* **Texte à lire**:
####################
Saisine par voie électronique et instruction dématérialisée des autorisations d’urbanisme

Les grandes surfaces dans le cadre des ORT

Vincent Montrieux
Sous-directeur de la Qualité du cadre de vie
Direction de l’Habitat de l’urbanisme et des paysages

À l’heure où une grande variété de services publics sont accessibles en ligne, l’entrée en vigueur au 1er janvier 2022 de la saisine par voie électronique (SVE) en matière de demande d’autorisation d’urbanisme marque une étape supplémentaire dans la politique de simplification et de modernisation des services publics.

Issu de l’ordonnance n°2014-1330 du 6 novembre 2014, le droit de saisine par voie électronique (SVE) permet aux usagers, après s’être identifiés auprès de l’administration compétente, de lui adresser par voie électronique, une demande, une déclaration, un document ou une information, ou de lui répondre par la même voie. Ce droit n’est pas sans conséquence pour les administrations qui sont tenues de mettre à disposition de leurs usagers un ou plusieurs téléservices prenant la forme d’une téléprocédure, d’un formulaire de contact ou d’une adresse électronique. L’ordonnance fixe l’entrée en vigueur de ce nouveau droit au 7 novembre 2015 pour l’État et ses établissements et un an après, soit le 7 novembre 2016, pour les autres autorités administratives, telles que les collectivités territoriales.

Cette précaution s’avérant insuffisante face à l’ampleur du chantier, un décret du 4 novembre 2016 (décret n°2016-1491) a différé l’entrée en vigueur du droit de la SVE au 7 novembre 2018 pour motif de bonne administration dans plusieurs domaines dont celui de l’urbanisme et de la construction. Début 2018, les associations d’élus ont demandé un nouveau report faisant valoir des contraintes en termes de prévisibilité de dépense, de faisabilité technique et d’insécurité juridique. Dans un souci de cohérence, la date de l’application du droit à la SVE en matière d’autorisation d’urbanisme a finalement été alignée sur l’échéance du 1er janvier 2022 prévue par la loi n° 2018-1021 du 23 novembre 2018 portant évolution du logement, de l’aménagement et du numérique (ÉLAN) laquelle impose aux communes de plus de 3 500 habitants de disposer d’une téléprocédure permettant de recevoir et d’instruire de manière dématérialisée les demandes d’autorisation d’urbanisme.
####################
* **Données fournies**:
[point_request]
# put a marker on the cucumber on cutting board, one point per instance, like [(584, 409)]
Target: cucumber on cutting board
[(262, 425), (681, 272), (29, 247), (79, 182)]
####################
* **Consigne**: Recopiez à l’identique le passage du texte sur la saisine électronique des autorisations d’urbanisme qui s’ouvre sur les mots contenant « À l’heure où » et se clôt sur « des services publics. ».

* **Corrigé**:
À l’heure où une grande variété de services publics sont accessibles en ligne, l’entrée en vigueur au 1er janvier 2022 de la saisine par voie électronique (SVE) en matière de demande d’autorisation d’urbanisme marque une étape supplémentaire dans la politique de simplification et de modernisation des services publics.